── Текст документа

Но это еще не все. Он не только иронический драматург. Юрген Фелинг сказал однажды: ирония — дело верноподданных. Бото Штраус, сам бывший ранее тонким театральным критиком, а затем заведующим литчастью штайновского театра Шаубюне ам Халлешен Уфер, знает законы; технику драматургии как никто другой. Он умел ими жонглировать, когда сам начал писать пьесы, с легкостью и отвагой, которые меня всегда ошеломляли. Его прежняя профессия принесла ему большую пользу. Переход от профессии критика к профессии творца — традиция, хорошо известная во Франции: Эрик Ромер, Жан-Люк Годар, Жак Риветт — все они были основателями и кинокритиками «Кинозаписок», прежде чем стать пионерами т. н. «Nouvelle vague». Я говорю об этом, потому что некоторые из бывших коллег Бото Штрауса до сих пор с трудом прощают ему его «дезертирство».
То, что премия имени драматурга Георга Бюхнера присуждена драматургу, — решение, заслуживающее похвалы. Я считаю профессию драматурга в высшей степени сложной. Сегодня, когда в кино видишь, как красивейшие истории разворачиваются за девяносто минут, сегодня, когда драматическое событие — похищение, политический спор — переживается так быстро и когда так легко можно удовлетворить часть нашей эмоциональной и духовной тоски по пластическому, эмоциональному, визуальному событию, драматурги, чтобы заинтересовать свою публику, должны использовать огромное множество приемов, которыми уже овладели такие более молодые жанры, как кино. Романист, поэт, художник или композитор — у всех них нет таких близких и назойливых конкурентов (способных, быть может, бросить своего рода вызов), какие есть у театра, который может очень быстро наскучить.

────
── Сохраненные записи

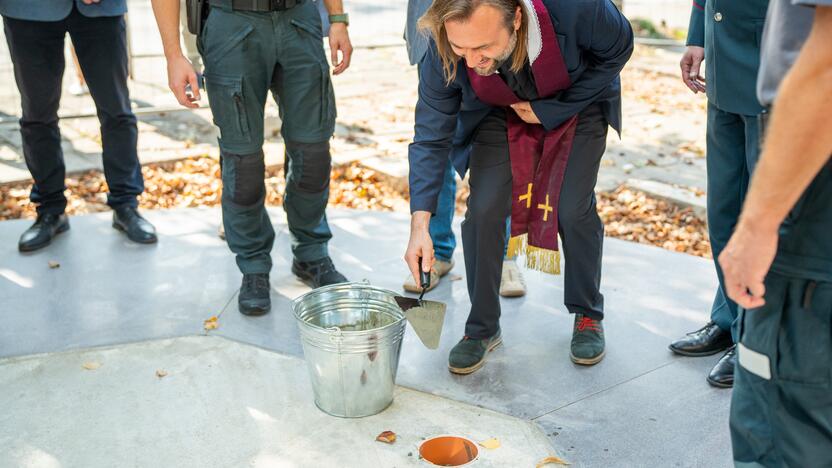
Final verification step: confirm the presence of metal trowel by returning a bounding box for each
[395,258,446,349]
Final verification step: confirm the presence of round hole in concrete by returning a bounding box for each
[419,436,479,466]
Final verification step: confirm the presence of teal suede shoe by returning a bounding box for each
[448,332,503,375]
[570,314,606,366]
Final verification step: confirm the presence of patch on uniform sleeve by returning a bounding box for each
[737,343,771,380]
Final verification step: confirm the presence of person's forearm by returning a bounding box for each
[742,7,832,230]
[151,0,182,59]
[323,0,344,15]
[410,211,431,231]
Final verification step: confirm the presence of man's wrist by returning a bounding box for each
[410,211,431,231]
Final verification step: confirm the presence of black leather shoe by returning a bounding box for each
[670,322,734,357]
[113,206,158,244]
[17,213,69,252]
[237,273,272,315]
[292,257,347,288]
[708,346,737,388]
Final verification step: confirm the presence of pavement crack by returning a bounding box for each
[530,361,675,421]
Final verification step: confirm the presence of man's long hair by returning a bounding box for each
[418,0,529,84]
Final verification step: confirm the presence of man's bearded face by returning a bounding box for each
[445,5,520,76]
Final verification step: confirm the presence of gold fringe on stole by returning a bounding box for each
[506,234,528,258]
[506,234,560,275]
[526,245,560,275]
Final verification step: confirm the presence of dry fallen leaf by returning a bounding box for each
[536,457,570,468]
[81,361,101,370]
[203,315,220,330]
[376,431,396,444]
[480,437,500,450]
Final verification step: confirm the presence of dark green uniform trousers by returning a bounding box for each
[706,103,760,342]
[731,273,832,468]
[199,1,335,273]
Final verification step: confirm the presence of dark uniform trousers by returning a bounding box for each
[198,1,335,273]
[3,6,144,214]
[462,104,608,339]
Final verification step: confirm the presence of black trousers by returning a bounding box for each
[3,7,144,213]
[462,104,607,339]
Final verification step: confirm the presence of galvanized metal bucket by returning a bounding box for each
[292,283,406,418]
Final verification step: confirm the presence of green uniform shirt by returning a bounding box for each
[687,0,769,115]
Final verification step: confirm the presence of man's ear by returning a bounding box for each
[514,5,523,31]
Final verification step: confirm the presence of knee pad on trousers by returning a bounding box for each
[285,141,332,193]
[222,151,266,206]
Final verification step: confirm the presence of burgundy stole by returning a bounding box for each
[466,0,578,274]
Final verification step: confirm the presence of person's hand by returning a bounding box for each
[719,220,778,309]
[329,23,352,75]
[511,101,540,124]
[404,211,436,285]
[168,55,199,109]
[679,46,705,93]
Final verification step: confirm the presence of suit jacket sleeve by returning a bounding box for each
[685,0,707,47]
[531,0,633,130]
[408,47,458,213]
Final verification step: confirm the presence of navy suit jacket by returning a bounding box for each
[408,0,633,213]
[0,0,127,21]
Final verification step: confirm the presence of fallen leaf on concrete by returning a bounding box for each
[535,457,570,468]
[203,315,220,330]
[376,431,396,444]
[480,437,500,450]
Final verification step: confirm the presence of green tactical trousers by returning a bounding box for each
[731,273,832,468]
[199,1,335,273]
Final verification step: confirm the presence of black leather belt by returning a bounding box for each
[210,0,303,12]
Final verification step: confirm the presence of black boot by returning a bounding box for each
[708,346,737,388]
[292,257,347,288]
[17,213,69,252]
[113,206,158,244]
[238,273,272,315]
[670,322,734,356]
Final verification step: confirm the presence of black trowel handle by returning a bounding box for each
[419,257,430,291]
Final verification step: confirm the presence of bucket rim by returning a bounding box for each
[292,281,407,336]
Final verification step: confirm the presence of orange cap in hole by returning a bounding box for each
[419,436,479,466]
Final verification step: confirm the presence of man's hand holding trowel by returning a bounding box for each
[395,211,445,349]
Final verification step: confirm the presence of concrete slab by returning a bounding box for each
[0,337,553,468]
[0,209,240,357]
[535,359,733,468]
[0,208,730,466]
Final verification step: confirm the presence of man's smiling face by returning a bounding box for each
[445,5,521,76]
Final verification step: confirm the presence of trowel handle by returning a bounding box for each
[419,257,430,290]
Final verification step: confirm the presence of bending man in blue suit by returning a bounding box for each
[405,0,633,374]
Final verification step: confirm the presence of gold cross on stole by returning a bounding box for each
[518,182,532,208]
[537,193,555,221]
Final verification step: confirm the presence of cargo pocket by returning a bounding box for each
[766,280,832,386]
[205,73,251,147]
[290,20,324,40]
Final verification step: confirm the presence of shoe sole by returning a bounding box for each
[667,345,733,357]
[569,350,607,366]
[17,223,69,252]
[500,290,526,297]
[448,337,503,375]
[113,223,159,244]
[706,377,734,388]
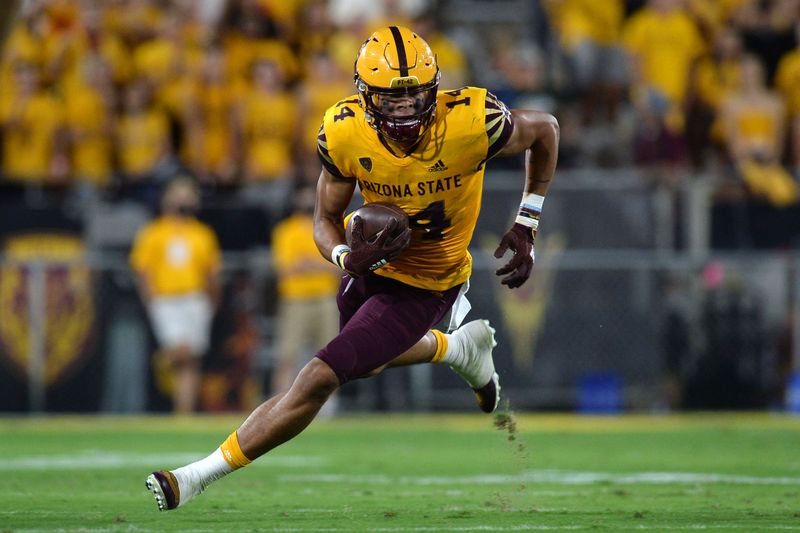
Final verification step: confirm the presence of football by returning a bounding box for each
[345,202,408,246]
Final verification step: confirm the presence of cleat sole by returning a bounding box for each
[144,471,178,511]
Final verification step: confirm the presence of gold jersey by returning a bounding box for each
[318,87,513,291]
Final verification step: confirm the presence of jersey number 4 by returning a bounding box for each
[408,200,450,241]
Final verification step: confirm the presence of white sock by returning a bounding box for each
[172,448,233,490]
[441,333,467,368]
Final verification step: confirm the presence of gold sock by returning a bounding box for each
[219,431,252,470]
[431,329,447,363]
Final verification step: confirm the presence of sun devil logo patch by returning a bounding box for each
[0,234,95,385]
[428,159,447,172]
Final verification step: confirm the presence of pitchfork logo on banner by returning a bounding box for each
[0,233,95,386]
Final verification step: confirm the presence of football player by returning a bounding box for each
[147,26,559,510]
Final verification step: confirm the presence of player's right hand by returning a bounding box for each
[343,215,411,277]
[494,223,535,289]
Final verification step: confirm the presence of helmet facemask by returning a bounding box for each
[356,72,440,147]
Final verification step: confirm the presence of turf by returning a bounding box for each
[0,414,800,532]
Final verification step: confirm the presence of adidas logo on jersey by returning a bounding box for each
[428,159,447,172]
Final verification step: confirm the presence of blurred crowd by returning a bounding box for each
[0,0,800,212]
[0,0,465,210]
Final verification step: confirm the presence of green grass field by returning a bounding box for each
[0,414,800,532]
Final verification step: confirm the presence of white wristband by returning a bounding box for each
[514,193,544,231]
[331,244,350,270]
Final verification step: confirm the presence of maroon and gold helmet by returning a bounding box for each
[355,26,440,145]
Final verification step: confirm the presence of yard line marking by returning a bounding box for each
[0,450,328,471]
[278,470,800,485]
[9,523,800,533]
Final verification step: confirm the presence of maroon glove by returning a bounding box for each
[342,215,411,277]
[494,223,534,289]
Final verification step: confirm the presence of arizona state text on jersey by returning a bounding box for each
[318,87,513,291]
[318,87,513,291]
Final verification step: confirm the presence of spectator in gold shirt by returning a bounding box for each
[0,62,69,183]
[130,178,220,413]
[270,187,340,394]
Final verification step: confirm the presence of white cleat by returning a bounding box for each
[451,319,500,413]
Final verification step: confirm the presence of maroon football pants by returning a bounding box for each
[317,274,461,384]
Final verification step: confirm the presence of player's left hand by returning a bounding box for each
[494,223,534,289]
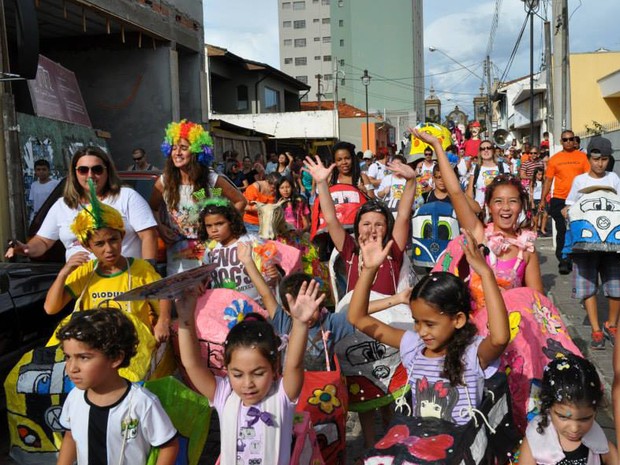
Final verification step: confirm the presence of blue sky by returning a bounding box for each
[203,0,620,114]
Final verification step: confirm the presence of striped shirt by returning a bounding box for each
[400,331,499,425]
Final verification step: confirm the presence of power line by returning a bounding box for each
[486,0,502,57]
[499,15,528,82]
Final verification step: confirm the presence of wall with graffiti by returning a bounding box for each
[17,113,109,221]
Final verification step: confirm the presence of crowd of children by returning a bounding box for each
[13,121,620,465]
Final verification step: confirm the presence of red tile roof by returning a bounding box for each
[301,100,366,118]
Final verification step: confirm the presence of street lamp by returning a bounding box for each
[521,0,539,145]
[428,45,492,134]
[361,69,371,149]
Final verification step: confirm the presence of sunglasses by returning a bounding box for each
[75,165,105,176]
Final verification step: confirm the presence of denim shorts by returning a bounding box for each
[572,252,620,299]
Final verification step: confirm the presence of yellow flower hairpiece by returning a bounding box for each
[70,179,125,245]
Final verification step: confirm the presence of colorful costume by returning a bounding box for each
[433,225,581,432]
[159,120,218,276]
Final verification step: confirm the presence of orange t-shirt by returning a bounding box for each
[243,183,276,224]
[545,150,590,199]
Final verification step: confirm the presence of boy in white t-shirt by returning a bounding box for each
[57,308,179,465]
[562,137,620,349]
[28,159,60,221]
[376,155,407,219]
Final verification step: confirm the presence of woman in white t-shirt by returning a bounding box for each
[5,147,157,260]
[150,120,246,276]
[467,140,510,209]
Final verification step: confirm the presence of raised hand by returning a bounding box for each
[358,235,394,269]
[387,160,416,179]
[302,155,336,184]
[461,228,491,275]
[286,280,325,323]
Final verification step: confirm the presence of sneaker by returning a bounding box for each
[590,331,605,350]
[603,321,618,347]
[558,259,573,274]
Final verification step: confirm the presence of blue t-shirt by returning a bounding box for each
[271,305,355,371]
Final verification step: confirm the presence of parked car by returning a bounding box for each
[0,171,166,396]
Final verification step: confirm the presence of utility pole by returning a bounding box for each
[314,74,322,110]
[543,21,555,137]
[332,57,340,139]
[484,55,493,139]
[551,0,571,150]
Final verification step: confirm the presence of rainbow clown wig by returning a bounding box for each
[161,119,213,166]
[70,179,125,245]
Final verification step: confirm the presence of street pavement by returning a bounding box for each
[0,238,615,465]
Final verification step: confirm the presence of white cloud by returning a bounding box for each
[203,0,280,68]
[203,0,620,115]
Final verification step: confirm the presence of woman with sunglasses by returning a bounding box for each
[467,139,510,208]
[5,147,157,262]
[415,127,543,294]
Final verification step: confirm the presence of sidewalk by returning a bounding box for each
[536,237,616,442]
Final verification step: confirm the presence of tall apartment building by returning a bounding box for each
[278,0,424,118]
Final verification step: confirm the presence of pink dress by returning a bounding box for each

────

**К выполнению**
Ответьте по тексту о Бото Штраусе:
1. Кто сказал, что ирония — дело верноподданных?
2. Какую должность Бото Штраус занимал в театре Шаубюне ам Халлешен Уфер?
3. Имени какого драматурга премия присуждена драматургу?
Записи здесь не используются.

**Результат выполнения**
1. Юрген Фелинг.
2. Заведующий литчастью.
3. Георга Бюхнера.